---- Stored data

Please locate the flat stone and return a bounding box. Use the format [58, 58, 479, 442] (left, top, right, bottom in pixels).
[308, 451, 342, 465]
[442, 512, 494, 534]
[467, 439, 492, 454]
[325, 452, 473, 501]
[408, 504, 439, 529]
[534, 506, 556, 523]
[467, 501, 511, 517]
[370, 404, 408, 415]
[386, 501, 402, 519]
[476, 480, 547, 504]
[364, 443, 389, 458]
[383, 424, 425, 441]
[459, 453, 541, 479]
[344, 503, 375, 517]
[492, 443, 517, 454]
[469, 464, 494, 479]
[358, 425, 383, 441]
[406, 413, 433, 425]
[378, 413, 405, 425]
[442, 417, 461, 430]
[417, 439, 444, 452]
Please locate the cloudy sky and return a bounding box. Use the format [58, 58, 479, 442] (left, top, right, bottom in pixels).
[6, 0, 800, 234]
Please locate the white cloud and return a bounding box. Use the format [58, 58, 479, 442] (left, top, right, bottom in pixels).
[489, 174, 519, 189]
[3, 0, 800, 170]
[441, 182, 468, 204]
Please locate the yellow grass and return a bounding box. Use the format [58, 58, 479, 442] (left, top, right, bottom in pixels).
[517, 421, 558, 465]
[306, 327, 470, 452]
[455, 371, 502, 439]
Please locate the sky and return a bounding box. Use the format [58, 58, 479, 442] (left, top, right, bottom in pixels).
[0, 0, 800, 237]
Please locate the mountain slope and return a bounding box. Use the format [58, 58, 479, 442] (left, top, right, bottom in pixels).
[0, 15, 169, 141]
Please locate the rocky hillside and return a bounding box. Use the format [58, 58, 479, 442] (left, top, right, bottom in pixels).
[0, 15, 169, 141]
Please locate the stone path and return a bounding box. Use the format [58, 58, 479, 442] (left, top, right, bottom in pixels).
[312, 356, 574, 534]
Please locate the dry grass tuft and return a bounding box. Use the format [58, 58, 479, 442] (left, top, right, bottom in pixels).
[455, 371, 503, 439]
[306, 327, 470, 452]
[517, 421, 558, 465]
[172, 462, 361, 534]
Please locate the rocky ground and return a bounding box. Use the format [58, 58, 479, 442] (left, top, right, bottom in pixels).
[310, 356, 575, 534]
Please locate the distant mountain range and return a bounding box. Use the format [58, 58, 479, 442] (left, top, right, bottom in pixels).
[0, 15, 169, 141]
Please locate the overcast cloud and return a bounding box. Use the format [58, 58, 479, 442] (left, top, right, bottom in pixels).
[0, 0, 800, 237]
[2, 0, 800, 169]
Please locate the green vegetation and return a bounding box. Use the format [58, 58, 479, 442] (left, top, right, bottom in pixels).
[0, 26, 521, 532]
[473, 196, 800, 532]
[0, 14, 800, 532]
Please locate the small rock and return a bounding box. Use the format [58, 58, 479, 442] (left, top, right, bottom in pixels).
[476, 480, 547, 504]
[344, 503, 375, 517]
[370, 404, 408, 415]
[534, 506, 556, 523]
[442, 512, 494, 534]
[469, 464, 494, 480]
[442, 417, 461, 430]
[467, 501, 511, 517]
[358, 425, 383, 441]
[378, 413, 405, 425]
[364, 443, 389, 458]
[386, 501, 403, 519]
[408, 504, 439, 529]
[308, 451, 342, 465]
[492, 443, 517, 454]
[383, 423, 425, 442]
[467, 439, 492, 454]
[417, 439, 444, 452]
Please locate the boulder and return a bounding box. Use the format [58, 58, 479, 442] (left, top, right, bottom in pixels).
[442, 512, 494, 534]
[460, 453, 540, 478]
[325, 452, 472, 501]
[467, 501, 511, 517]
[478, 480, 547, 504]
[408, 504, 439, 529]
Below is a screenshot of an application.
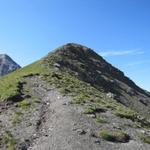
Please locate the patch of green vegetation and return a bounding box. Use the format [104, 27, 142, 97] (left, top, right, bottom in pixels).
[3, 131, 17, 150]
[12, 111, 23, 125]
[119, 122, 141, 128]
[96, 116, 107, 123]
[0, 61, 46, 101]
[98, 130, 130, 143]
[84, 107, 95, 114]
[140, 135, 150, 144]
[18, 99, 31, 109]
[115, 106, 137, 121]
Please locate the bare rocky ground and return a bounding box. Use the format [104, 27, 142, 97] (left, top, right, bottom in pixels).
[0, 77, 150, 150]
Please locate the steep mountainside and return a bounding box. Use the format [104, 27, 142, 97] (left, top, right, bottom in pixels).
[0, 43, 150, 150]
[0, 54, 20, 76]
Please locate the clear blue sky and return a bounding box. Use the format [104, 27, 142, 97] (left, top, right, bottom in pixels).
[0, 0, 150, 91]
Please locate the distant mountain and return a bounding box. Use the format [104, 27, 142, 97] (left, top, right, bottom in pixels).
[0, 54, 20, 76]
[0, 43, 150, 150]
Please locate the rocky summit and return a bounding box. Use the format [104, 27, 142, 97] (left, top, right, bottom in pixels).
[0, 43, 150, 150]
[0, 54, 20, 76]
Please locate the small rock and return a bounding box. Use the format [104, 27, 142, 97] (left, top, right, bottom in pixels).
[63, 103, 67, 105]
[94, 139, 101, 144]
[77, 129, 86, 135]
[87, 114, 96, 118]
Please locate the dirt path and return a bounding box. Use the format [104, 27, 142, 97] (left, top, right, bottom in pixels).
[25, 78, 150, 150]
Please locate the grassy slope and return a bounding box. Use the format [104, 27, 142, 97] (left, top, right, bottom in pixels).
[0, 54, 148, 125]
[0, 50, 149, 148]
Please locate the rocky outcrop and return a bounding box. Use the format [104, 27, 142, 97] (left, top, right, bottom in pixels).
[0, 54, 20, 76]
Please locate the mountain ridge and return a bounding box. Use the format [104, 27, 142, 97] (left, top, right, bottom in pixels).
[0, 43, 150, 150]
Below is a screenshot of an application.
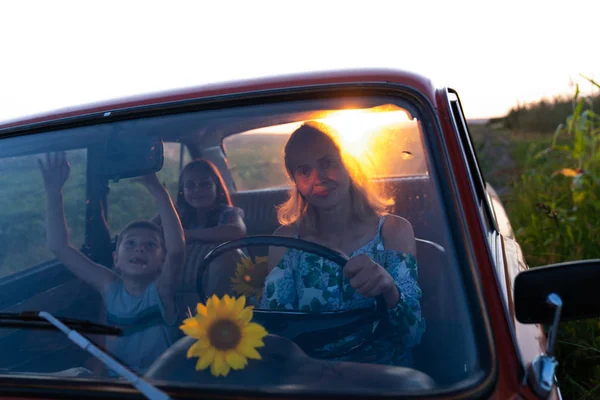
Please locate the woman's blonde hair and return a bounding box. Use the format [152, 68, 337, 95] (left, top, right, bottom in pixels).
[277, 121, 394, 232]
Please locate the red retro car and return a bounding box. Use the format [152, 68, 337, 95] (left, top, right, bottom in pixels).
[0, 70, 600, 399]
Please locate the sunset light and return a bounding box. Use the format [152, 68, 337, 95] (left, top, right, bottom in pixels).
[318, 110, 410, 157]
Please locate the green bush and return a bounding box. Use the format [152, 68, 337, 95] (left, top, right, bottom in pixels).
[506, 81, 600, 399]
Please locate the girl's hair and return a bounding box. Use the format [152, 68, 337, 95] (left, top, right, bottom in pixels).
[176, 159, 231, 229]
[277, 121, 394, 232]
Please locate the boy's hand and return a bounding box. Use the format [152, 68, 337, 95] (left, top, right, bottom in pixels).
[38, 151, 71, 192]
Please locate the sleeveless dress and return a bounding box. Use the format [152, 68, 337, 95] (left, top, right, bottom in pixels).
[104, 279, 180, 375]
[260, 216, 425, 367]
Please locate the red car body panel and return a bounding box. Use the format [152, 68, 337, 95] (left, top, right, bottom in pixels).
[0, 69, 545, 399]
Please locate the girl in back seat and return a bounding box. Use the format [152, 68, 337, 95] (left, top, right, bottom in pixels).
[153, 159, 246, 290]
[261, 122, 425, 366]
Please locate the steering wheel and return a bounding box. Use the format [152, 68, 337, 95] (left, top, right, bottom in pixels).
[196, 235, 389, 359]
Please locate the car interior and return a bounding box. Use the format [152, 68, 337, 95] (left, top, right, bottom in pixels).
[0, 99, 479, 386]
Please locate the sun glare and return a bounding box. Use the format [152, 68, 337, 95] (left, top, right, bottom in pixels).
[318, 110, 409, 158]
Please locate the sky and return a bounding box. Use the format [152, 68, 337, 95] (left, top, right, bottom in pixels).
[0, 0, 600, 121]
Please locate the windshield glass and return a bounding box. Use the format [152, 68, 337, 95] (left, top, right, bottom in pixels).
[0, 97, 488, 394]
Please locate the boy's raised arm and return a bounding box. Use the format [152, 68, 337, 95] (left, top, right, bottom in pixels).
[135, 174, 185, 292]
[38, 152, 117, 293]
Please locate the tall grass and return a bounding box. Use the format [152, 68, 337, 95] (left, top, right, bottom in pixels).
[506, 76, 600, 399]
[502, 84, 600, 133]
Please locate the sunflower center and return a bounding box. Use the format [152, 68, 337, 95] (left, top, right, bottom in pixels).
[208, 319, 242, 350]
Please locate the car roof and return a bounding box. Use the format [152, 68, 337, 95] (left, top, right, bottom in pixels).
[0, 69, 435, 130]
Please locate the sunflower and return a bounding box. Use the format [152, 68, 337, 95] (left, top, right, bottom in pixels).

--------

__Problem details__.
Copy out exactly the lines from the line with "Please locate the red car" to the end of the listing, including both of those lines, and give nothing else.

__Final result__.
Please locate the red car body panel and return a bounding box. Use the format [152, 68, 337, 95] (left, top, right, bottom in pixels).
[0, 69, 545, 399]
Please locate the girl in back seat and return a bounding box. Use the format [152, 68, 337, 95] (left, top, right, bottom in pixels).
[153, 159, 246, 290]
[261, 122, 425, 366]
Please locate the steering wheel and return a bounding box. Use the format [152, 68, 337, 95] (left, top, right, bottom in pixels).
[196, 235, 389, 359]
Please locate the car interior and return a bounding box. Use the format [152, 68, 337, 95] (left, top, right, bottom in pixels).
[0, 99, 479, 386]
Please locate the sun glare and return a bounding box. Use the format [152, 68, 337, 95] (left, top, right, bottom in pixels).
[318, 110, 409, 158]
Please locate the sky and return a bounding box. Use the format [152, 68, 337, 95] (left, top, right, bottom in pixels).
[0, 0, 600, 121]
Please locate the windshield glass and return a bounding box. Use the format [152, 68, 337, 95] (left, top, right, bottom in pixels).
[0, 97, 488, 394]
Please locate the boy's raised arm and return a bounding box. Use the format [152, 68, 337, 95] (left, top, right, bottom in pixels).
[135, 174, 185, 292]
[38, 152, 117, 293]
Please locate the tall grass and return a bounding box. Use the format [152, 68, 337, 95] (left, top, right, bottom in pixels).
[506, 76, 600, 399]
[502, 84, 600, 133]
Please locate the sunflower center and return a bounding box. Use the format [152, 68, 337, 95] (left, top, right, bottom in pixels).
[208, 319, 242, 350]
Please locate the car roof and return a bounding box. Use the format [152, 68, 337, 95] (left, top, right, bottom in pixels).
[0, 69, 435, 130]
Please locate the sunflower and return a bounding box. Use the format [152, 68, 337, 95] (left, top, right, bottom in pixels).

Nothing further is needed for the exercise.